* [STORED RECORDS]
----

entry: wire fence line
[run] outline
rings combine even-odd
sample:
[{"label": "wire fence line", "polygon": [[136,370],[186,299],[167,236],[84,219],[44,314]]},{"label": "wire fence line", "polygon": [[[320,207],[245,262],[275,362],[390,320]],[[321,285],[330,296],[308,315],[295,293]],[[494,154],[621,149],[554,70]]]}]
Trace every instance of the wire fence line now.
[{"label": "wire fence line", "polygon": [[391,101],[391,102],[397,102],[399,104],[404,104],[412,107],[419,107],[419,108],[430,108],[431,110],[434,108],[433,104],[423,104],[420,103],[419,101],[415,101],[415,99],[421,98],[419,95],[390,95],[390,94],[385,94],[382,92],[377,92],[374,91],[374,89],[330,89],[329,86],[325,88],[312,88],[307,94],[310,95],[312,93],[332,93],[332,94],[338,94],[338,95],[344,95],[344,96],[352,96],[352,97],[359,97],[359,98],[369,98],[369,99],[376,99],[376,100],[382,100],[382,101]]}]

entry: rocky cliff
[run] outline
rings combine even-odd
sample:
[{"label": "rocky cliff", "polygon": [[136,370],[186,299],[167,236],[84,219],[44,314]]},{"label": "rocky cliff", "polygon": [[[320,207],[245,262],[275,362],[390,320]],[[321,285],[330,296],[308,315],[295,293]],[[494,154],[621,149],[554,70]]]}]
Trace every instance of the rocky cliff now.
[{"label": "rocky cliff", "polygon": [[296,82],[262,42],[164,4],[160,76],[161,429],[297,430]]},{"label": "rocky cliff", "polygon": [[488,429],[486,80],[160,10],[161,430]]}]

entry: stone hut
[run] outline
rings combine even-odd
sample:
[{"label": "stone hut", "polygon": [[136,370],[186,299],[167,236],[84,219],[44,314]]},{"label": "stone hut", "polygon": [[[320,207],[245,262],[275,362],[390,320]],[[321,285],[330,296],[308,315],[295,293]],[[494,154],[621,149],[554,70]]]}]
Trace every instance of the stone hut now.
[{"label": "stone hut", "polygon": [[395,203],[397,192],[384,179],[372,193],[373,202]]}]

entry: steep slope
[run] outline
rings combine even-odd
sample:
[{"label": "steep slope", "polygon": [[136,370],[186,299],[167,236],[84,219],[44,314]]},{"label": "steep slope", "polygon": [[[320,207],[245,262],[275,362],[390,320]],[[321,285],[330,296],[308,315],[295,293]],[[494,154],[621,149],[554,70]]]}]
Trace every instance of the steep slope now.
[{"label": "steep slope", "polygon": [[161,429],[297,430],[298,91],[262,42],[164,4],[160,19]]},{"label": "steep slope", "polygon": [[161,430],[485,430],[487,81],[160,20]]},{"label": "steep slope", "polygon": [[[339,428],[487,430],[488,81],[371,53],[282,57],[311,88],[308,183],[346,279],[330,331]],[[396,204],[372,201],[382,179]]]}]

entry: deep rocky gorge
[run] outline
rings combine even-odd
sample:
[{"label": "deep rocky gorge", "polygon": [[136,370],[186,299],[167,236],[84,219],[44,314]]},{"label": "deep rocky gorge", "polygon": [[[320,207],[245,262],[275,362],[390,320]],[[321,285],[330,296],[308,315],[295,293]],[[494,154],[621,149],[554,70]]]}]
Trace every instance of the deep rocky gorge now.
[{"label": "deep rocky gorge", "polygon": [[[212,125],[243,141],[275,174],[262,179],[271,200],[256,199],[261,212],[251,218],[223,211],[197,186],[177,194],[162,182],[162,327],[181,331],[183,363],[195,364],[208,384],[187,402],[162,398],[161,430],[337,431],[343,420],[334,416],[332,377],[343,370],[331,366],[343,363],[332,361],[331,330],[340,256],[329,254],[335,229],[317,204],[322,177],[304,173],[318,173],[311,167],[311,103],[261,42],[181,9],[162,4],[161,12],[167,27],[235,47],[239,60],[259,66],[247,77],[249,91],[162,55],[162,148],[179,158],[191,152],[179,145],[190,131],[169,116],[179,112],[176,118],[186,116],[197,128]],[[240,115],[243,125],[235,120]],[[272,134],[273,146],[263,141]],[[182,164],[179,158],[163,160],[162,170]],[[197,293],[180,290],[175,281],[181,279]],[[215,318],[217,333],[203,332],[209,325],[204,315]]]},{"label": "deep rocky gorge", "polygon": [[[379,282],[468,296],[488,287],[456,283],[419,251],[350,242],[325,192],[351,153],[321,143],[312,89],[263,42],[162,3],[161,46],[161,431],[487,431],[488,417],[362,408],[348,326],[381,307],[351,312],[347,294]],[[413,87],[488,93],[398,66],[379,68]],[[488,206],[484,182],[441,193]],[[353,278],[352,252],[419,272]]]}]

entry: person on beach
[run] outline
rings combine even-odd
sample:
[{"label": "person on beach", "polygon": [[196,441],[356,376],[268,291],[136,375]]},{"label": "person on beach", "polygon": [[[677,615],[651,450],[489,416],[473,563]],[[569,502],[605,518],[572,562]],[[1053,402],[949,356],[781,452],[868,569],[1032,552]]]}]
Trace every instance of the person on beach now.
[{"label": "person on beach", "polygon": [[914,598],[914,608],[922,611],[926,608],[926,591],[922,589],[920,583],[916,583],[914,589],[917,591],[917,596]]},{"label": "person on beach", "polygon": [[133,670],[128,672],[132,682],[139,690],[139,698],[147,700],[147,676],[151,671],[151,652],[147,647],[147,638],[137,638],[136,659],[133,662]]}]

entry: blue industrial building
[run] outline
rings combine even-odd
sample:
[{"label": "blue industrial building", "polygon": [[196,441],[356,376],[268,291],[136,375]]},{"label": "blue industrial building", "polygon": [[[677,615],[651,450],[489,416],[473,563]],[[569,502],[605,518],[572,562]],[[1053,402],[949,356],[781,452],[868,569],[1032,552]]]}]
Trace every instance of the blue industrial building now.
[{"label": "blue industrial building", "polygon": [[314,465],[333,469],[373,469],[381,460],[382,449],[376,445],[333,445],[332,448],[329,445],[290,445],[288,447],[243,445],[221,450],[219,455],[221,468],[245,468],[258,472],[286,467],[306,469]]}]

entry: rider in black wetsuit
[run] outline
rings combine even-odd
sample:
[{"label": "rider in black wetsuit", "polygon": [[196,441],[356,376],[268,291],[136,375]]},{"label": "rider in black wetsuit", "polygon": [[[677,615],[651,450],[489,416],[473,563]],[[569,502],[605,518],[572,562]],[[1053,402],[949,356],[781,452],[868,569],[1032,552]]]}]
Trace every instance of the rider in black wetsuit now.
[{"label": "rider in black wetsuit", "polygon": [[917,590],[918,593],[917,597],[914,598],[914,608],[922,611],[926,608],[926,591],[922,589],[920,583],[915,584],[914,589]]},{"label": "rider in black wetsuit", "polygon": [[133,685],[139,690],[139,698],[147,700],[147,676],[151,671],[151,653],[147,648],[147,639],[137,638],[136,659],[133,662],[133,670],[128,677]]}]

----

* [EXERCISE AIM]
Can you copy all of the records above line for line, changing nothing?

* [SOLUTION TO THE PROBLEM]
entry: wire fence line
[run] outline
rings combine even-odd
sample:
[{"label": "wire fence line", "polygon": [[136,370],[186,299],[167,236],[84,219],[44,314]]},{"label": "wire fence line", "polygon": [[[320,207],[245,262],[275,362],[390,320]],[[321,285],[330,296],[308,315],[295,293]],[[494,154],[621,149],[554,70]]]}]
Trace every instance of the wire fence line now.
[{"label": "wire fence line", "polygon": [[391,101],[391,102],[397,102],[399,104],[404,104],[412,107],[419,107],[419,108],[430,108],[431,110],[434,108],[433,104],[423,104],[420,103],[419,101],[415,101],[415,99],[421,98],[419,95],[390,95],[390,94],[385,94],[382,92],[377,92],[374,91],[374,89],[330,89],[329,86],[325,88],[312,88],[307,94],[310,95],[312,93],[332,93],[332,94],[338,94],[338,95],[344,95],[344,96],[352,96],[352,97],[359,97],[359,98],[369,98],[369,99],[376,99],[376,100],[382,100],[382,101]]}]

entry: rocky cliff
[run] outline
rings combine even-odd
sample:
[{"label": "rocky cliff", "polygon": [[136,370],[186,299],[167,236],[84,219],[44,314]]},{"label": "rocky cliff", "polygon": [[[320,207],[245,262],[275,362],[390,320]],[[321,285],[330,296],[308,315],[295,293]],[[494,154],[621,149],[554,70]]]}]
Trace every instance of the rocky cliff now.
[{"label": "rocky cliff", "polygon": [[296,82],[262,42],[164,4],[160,76],[161,429],[297,430]]},{"label": "rocky cliff", "polygon": [[488,429],[486,80],[160,10],[161,430]]}]

entry: stone hut
[run] outline
rings combine even-odd
sample:
[{"label": "stone hut", "polygon": [[136,370],[186,299],[167,236],[84,219],[44,314]]},{"label": "stone hut", "polygon": [[[320,207],[245,262],[275,362],[390,320]],[[321,285],[330,296],[308,315],[295,293]],[[494,154],[621,149],[554,70]]]}]
Trace every instance of the stone hut now.
[{"label": "stone hut", "polygon": [[395,203],[397,192],[384,179],[372,193],[373,202]]}]

entry: steep slope
[run] outline
rings combine even-odd
sample:
[{"label": "steep slope", "polygon": [[136,370],[186,299],[167,236],[84,219],[44,314]]},{"label": "steep slope", "polygon": [[[320,207],[245,262],[275,362],[390,320]],[[321,285],[330,296],[308,315],[295,293]],[[494,154],[621,149],[554,70]]]}]
Trace every instance of the steep slope now.
[{"label": "steep slope", "polygon": [[161,429],[297,430],[298,91],[262,42],[164,4],[160,19]]},{"label": "steep slope", "polygon": [[161,430],[485,430],[487,81],[160,20]]},{"label": "steep slope", "polygon": [[[339,428],[487,430],[488,81],[371,53],[282,57],[311,88],[308,183],[346,279],[330,331]],[[396,204],[372,201],[382,179]]]}]

entry: deep rocky gorge
[run] outline
rings combine even-odd
sample:
[{"label": "deep rocky gorge", "polygon": [[136,370],[186,299],[167,236],[84,219],[44,314]]},{"label": "deep rocky gorge", "polygon": [[[320,207],[245,262],[275,362],[390,320]],[[321,285],[330,296],[308,315],[295,293]],[[494,154],[621,149],[554,70]]]}]
Trace every instance of the deep rocky gorge now.
[{"label": "deep rocky gorge", "polygon": [[[212,125],[243,141],[275,174],[262,179],[271,200],[256,199],[261,212],[251,218],[223,211],[197,186],[177,194],[162,182],[162,327],[181,331],[183,363],[195,364],[208,384],[187,402],[162,398],[161,430],[337,431],[343,420],[334,416],[332,377],[343,370],[331,366],[343,363],[332,361],[331,330],[340,256],[329,254],[335,229],[317,204],[322,177],[304,173],[318,173],[311,167],[311,103],[261,42],[181,9],[162,4],[161,12],[167,27],[235,47],[239,60],[259,66],[247,77],[249,91],[162,55],[162,148],[179,158],[191,152],[179,145],[190,131],[169,116],[179,112],[176,118],[186,116],[197,128]],[[240,115],[243,125],[235,120]],[[272,134],[273,146],[263,141]],[[182,164],[179,158],[163,160],[162,170]],[[197,293],[180,290],[175,281],[181,279]],[[215,318],[217,333],[203,332],[209,325],[204,315]]]},{"label": "deep rocky gorge", "polygon": [[[379,282],[468,296],[488,287],[456,283],[419,251],[350,242],[325,192],[351,153],[321,143],[312,89],[263,42],[162,3],[161,46],[161,431],[487,431],[488,417],[362,408],[348,326],[381,307],[351,312],[347,294]],[[413,87],[488,93],[398,66],[379,68]],[[488,206],[484,182],[441,193]],[[353,278],[352,252],[419,272]]]}]

entry: person on beach
[run] outline
rings combine even-odd
sample:
[{"label": "person on beach", "polygon": [[196,441],[356,376],[268,291],[136,375]]},{"label": "person on beach", "polygon": [[[677,615],[651,450],[489,416],[473,563]],[[569,502],[605,518],[572,562]],[[1053,402],[949,356],[781,452],[868,569],[1032,552]]]}]
Trace every instance of the person on beach now.
[{"label": "person on beach", "polygon": [[914,598],[914,608],[922,611],[926,608],[926,591],[922,589],[920,583],[916,583],[914,589],[917,591],[917,596]]},{"label": "person on beach", "polygon": [[133,670],[128,672],[132,682],[139,690],[139,698],[147,700],[147,676],[151,671],[151,652],[147,647],[147,638],[137,638],[136,659],[133,662]]}]

entry: blue industrial building
[run] outline
rings combine even-odd
sample:
[{"label": "blue industrial building", "polygon": [[196,441],[356,376],[268,291],[136,375]]},{"label": "blue industrial building", "polygon": [[[677,615],[651,450],[489,416],[473,563]],[[569,502],[605,518],[572,562]],[[1053,402],[949,356],[781,452],[868,569],[1032,552]]]}]
Trace every instance of the blue industrial building now.
[{"label": "blue industrial building", "polygon": [[314,465],[333,469],[373,469],[381,460],[382,449],[376,445],[333,445],[332,448],[329,445],[290,445],[288,447],[243,445],[221,450],[219,455],[221,468],[245,468],[258,472],[286,467],[306,469]]}]

entry: rider in black wetsuit
[run] outline
rings combine even-odd
sample:
[{"label": "rider in black wetsuit", "polygon": [[196,441],[356,376],[268,291],[136,375]]},{"label": "rider in black wetsuit", "polygon": [[[677,615],[651,450],[489,416],[473,563]],[[569,502],[605,518],[572,562]],[[1053,402],[949,356],[781,452],[868,569],[1032,552]]]}]
Trace every instance of the rider in black wetsuit now.
[{"label": "rider in black wetsuit", "polygon": [[917,590],[918,593],[917,597],[914,598],[914,608],[922,611],[926,608],[926,591],[922,589],[920,583],[915,584],[914,589]]},{"label": "rider in black wetsuit", "polygon": [[133,685],[139,690],[139,698],[147,700],[147,676],[151,671],[151,653],[147,648],[147,639],[137,638],[136,659],[133,662],[133,670],[128,677]]}]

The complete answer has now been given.